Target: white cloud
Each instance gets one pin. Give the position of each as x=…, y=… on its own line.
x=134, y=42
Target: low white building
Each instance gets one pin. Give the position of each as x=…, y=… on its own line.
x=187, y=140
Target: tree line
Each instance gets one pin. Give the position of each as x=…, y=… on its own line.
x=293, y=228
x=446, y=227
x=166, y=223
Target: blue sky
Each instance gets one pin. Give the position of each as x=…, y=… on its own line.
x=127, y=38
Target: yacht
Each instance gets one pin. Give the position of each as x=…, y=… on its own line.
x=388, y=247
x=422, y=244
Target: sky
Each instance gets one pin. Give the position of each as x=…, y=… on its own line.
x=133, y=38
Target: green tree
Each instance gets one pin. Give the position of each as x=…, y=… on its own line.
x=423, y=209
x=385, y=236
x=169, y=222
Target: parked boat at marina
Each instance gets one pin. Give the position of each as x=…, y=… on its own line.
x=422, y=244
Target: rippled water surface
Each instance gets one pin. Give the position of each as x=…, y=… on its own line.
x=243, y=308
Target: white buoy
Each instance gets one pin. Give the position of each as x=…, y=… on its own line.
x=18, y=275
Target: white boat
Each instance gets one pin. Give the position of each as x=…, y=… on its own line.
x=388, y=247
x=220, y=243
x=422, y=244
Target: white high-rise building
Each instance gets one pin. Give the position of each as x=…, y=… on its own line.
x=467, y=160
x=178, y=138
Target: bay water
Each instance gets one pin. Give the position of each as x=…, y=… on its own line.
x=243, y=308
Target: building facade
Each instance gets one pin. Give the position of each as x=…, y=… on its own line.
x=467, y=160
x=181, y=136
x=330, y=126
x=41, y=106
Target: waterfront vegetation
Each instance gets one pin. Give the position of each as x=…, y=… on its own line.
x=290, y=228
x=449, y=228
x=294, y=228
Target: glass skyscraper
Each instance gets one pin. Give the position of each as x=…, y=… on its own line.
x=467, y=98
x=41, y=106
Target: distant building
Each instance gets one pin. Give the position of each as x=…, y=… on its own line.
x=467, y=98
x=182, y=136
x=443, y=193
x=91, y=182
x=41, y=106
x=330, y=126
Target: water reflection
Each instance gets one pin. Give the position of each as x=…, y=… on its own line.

-*-

=== Goal ===
Would you reproduce all the entries exactly?

=== Solved problem ===
Target: white cloud
Each instance gets one pin. Give the position of each as x=…, y=… on its own line.
x=134, y=42
Target: low white building
Each instance gets one pin. Give the position of each as x=…, y=… on its own line.
x=187, y=140
Target: tree line
Each instance gets one pin. Give the position of each as x=…, y=… on its own line.
x=293, y=228
x=446, y=227
x=166, y=223
Target: blue sky
Each instance gets one pin. Give the position of each as x=…, y=… on its own line.
x=127, y=38
Target: yacht
Each instance gets one pin. Give the position of each as x=…, y=… on its own line.
x=388, y=247
x=422, y=244
Target: sky
Each instance gets one pin. Give the position of each as x=…, y=… on its own line.
x=133, y=38
Target: green tree
Each instance gets one pin. Give the position of each as x=…, y=… on its own line.
x=423, y=209
x=385, y=236
x=169, y=222
Target: parked boat at marina
Each instance gets one pin. Give the position of each as x=…, y=… on its own line.
x=422, y=244
Target: rippled water surface
Each instance gets one pin. Give the position of each as x=…, y=… on its own line.
x=243, y=308
Target: white buoy
Each instance gets one pin. Give the position of each as x=…, y=… on its own line.
x=18, y=275
Target: white boat
Each instance gets one pin. Give the position of each as x=…, y=… on its own line.
x=388, y=247
x=220, y=243
x=422, y=244
Target: white high-rise building
Each instance gets one pin. Give the position of each as x=…, y=… on its own line.
x=467, y=160
x=178, y=138
Target: bay water
Each instance gets one pin. Give the position of each as x=…, y=… on its own line.
x=243, y=308
Target: building facade
Each instance gets one pin. Give the position of each as x=…, y=… on its own line.
x=467, y=160
x=181, y=136
x=330, y=126
x=41, y=106
Target: waterfront vegetation
Each instance gets one pin. Give the position of each as x=…, y=… on its own line.
x=290, y=228
x=449, y=228
x=294, y=228
Target: glass skyscraper
Each instance gets one pin. Give the position of each as x=…, y=… on its own line.
x=467, y=98
x=41, y=106
Target: distant building
Each instance gets one pin. Give the position of each as x=…, y=… on its own line.
x=467, y=98
x=182, y=136
x=443, y=193
x=91, y=182
x=41, y=106
x=330, y=126
Target: water reflection
Each instance gets one pin. Give the position of each as x=…, y=… on its own line.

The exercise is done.